#### [Stated exercise]
Can you copy everything in the Haskell mailing-list reply from "b) use a type-restricted" down to "without thinking.", word for word?

[Haskell-beginners] Temporary values with polymorphic types

[Daniel Fischer]

On Tuesday 28 February 2012, 17:53:10, Amy de Buitléir wrote:
> From this, I gather that I need to specify a type for the temporary
> graph "g"? I can arbitrarily pick an instance of the Graph class, but
> what can I put for the type parameter that it expects? It should be of
> the same type as the input array elements. This doesn't compile:
> 
> ----- 8< -----
> import Data.Graph.Inductive.Graph ( labNodes, mkGraph )
> import qualified Data.Graph.Inductive.Tree as T ( Gr )
> 
> doSomething ∷ [a] -> [a]
> doSomething xs = map snd $ labNodes g
>   where xs' = zip [1..] xs
>         g = mkGraph xs' [] :: T.Gr a Int
> ----- 8< -----
> 
> amy3.hs:7:21:
>     Couldn't match type `a' with `a2'
>       `a' is a rigid type variable bound by
>           the type signature for doSomething :: [a] -> [a] at
> amy3.hs:5:1 `a2' is a rigid type variable bound by
>            an expression type signature: T.Gr a2 Int at amy3.hs:7:13
>     Expected type: [Data.Graph.Inductive.Graph.LNode a1]
>       Actual type: [(Int, a)]
>     In the first argument of `mkGraph', namely `xs''
>     In the expression: mkGraph xs' [] :: T.Gr a Int
> Failed, modules loaded: none.

The problem is that the 'a' in the type signature for the local g is a 
fresh type variable, not the 'a' from the top level signature.

You can

a) bring the type variable into scope,

{-# LANGUAGE ScopedTypeVariables #-}

doSomething :: forall a. [a] -> [a]
doSomething xs = ...
  where
    xs' = zip [1 .. ] xs
    g :: T.Gr a Int      -- now it's the same a as in the top-level
    g = mkGraph xs' []

b) use a type-restricted alias for mkGraph,

mkGraph' :: [(Int,a)] -> [??] -> T.Gr a Int
mkGraph' = mkGraph

and use mkGraph' in doSomething

There are probably more possibilities, but those are the only ones I found 
without thinking.

#### [Recorded information]
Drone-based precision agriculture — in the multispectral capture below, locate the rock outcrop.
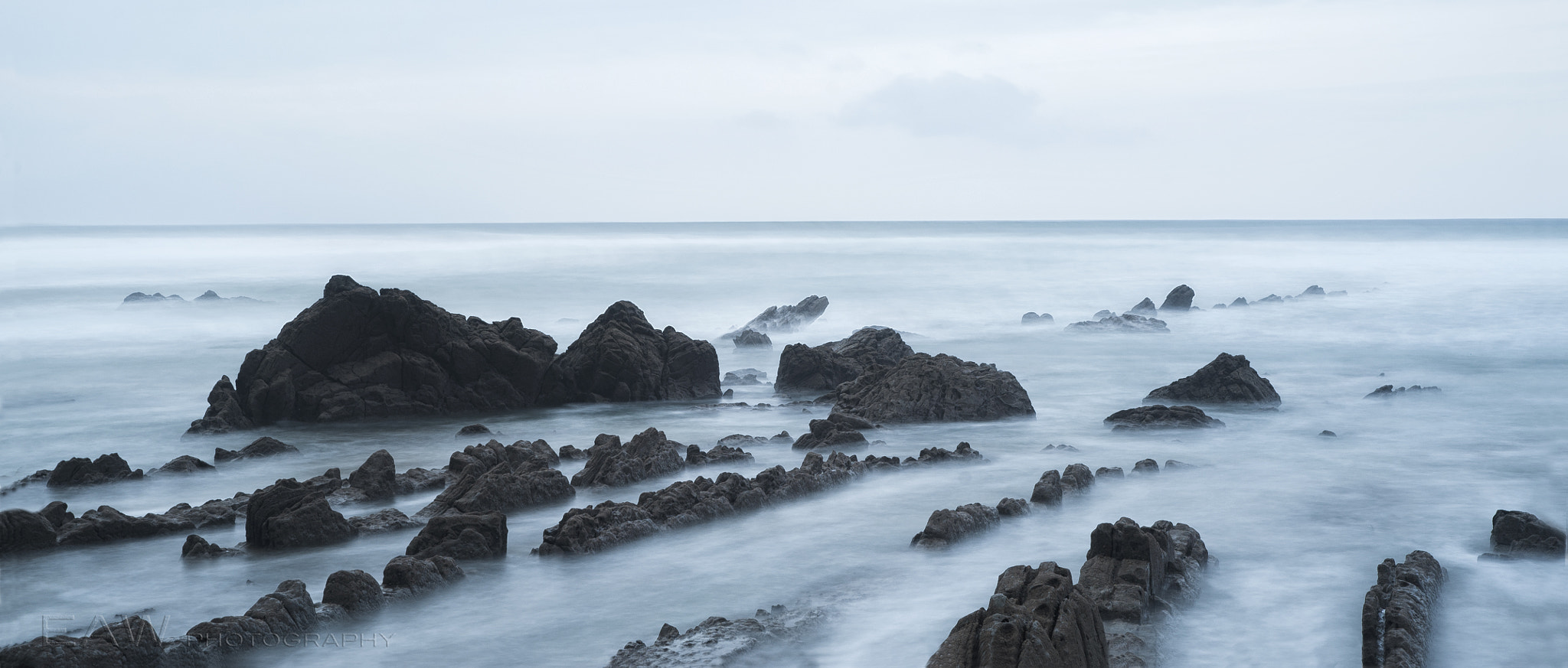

#### [Response]
b) use a type-restricted alias for mkGraph,

mkGraph' :: [(Int,a)] -> [??] -> T.Gr a Int
mkGraph' = mkGraph

and use mkGraph' in doSomething

There are probably more possibilities, but those are the only ones I found 
without thinking.